What is required: Return every line of the listing below without any changes, but leave the pictures out.

Extracted material:
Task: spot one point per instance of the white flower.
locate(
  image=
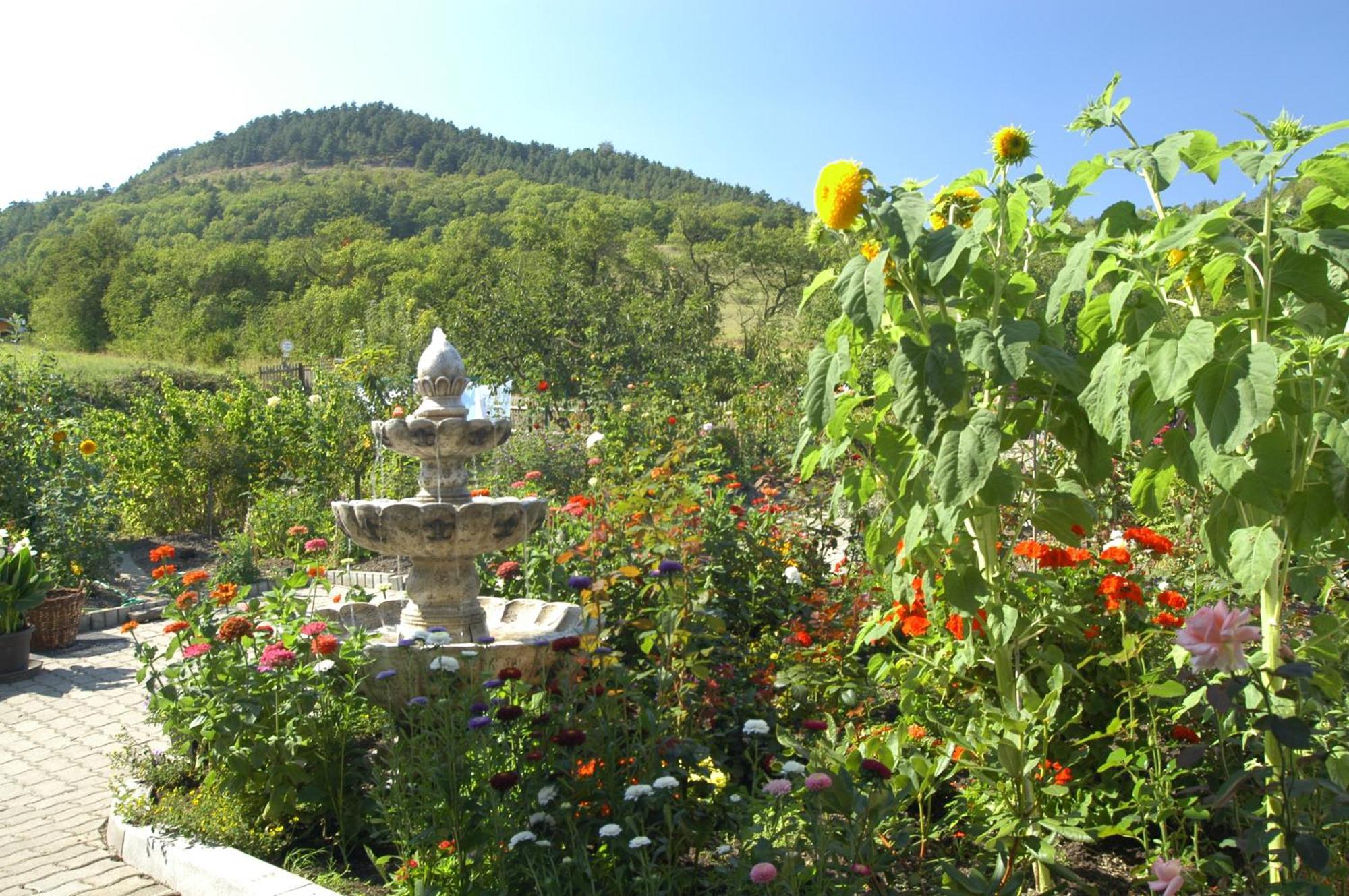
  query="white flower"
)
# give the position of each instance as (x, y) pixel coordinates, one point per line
(444, 664)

Task result:
Task: spot one point per instance of the white flower.
locate(
  image=
  query="white flower"
)
# give the position of each instance as (x, y) pixel coordinates, one point per line
(444, 664)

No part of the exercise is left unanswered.